** Text **
########################################

SAN FRANCISCO MINT OPENED FOR DIGNITARIES

  A March 24, 2004 article in the San Francisco Chronicle
  reported on a recent visit by dignitaries to the "new" San
  Francisco Mint, which is closed to run-of-the-mill tourists
  like us.

  "An international group of money experts and a handful of news
  media folks got a rare look Tuesday inside the U.S. Mint,
  where the product is what dreams are made of -- money that
  sells for more than its face value.

  The San Francisco mint on Hermann Street produces proof
  sets -- coins so perfect nobody ever spends them, works of art,
  "like paintings, high quality treasures,'' said U.S. Mint Director
  Henrietta Holsman Fore.

  They are produced in a building that looks like a fort, where
  security is so tight that ordinary citizens have been admitted
  only twice in the last 32 years. The San Francisco mint is a
  $100 million-a-year business, and it makes money making
  money.

########################################

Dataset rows
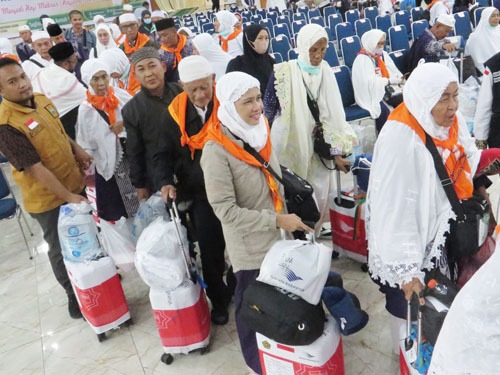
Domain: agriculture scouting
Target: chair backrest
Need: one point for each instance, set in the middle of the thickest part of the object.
(350, 47)
(331, 56)
(418, 27)
(362, 26)
(371, 13)
(281, 44)
(343, 30)
(318, 20)
(352, 16)
(462, 24)
(344, 81)
(398, 38)
(383, 22)
(297, 25)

########################################

** Required actions **
- A) Copy out every entry in the dataset rows above line for line, and leave out any pictures.
- B) Continue the article about the San Francisco Mint, starting right after its last sentence.

** Answers to the exercise **
- A)
Domain: agriculture scouting
Target: chair backrest
Need: one point for each instance, set in the middle of the thickest part of the object.
(350, 47)
(331, 56)
(418, 27)
(362, 26)
(371, 13)
(281, 44)
(343, 30)
(318, 20)
(352, 16)
(462, 24)
(344, 81)
(398, 38)
(383, 22)
(297, 25)

- B)
  The visitors Tuesday were delegates to the XXIII Mint
  Directors conference, which has been meeting in San
  Francisco. Delegates from 46 national mints and other bodies
  interested in coins and their manufacture elected Fore as their
  next president."

  "The mint building -- called the New Mint to distinguish it from
  the shuttered Old Mint at Fifth and Mission streets -- is located
  atop a bare, windswept hill just off Market Street near Duboce
  Avenue.

  The U.S. Mint is celebrating its 150th anniversary in San
  Francisco. It is the second-oldest manufacturing operation in
  the city; only the Boudin Bakery, which has been producing
  sourdough bread since 1849, is older."

  "Director Fore and San Francisco mint manager Larry
  Eckerman conducted a tour, past a whole series of mysterious
  devices that turn blanks into mint- condition coins. The blanks,
  the tour guides explained, were annealed, upset and burnished,
  then dried with a material that includes ground corn cobs.

  After that, they are pressed; there are 18 coin presses, and
  each proof coin is struck twice with 100 metric tons of force.
  The coins are then packaged by robots and put in cartons."

  To the layperson, which meant nearly all of the media people,
  the process seemed purposeful but baffling. The experts, mint
  directors and others, seemed impressed. "The quality is
  excellent,'' said Barry Richardson, sales manager for Group
  Rhodes, an English coin dealer."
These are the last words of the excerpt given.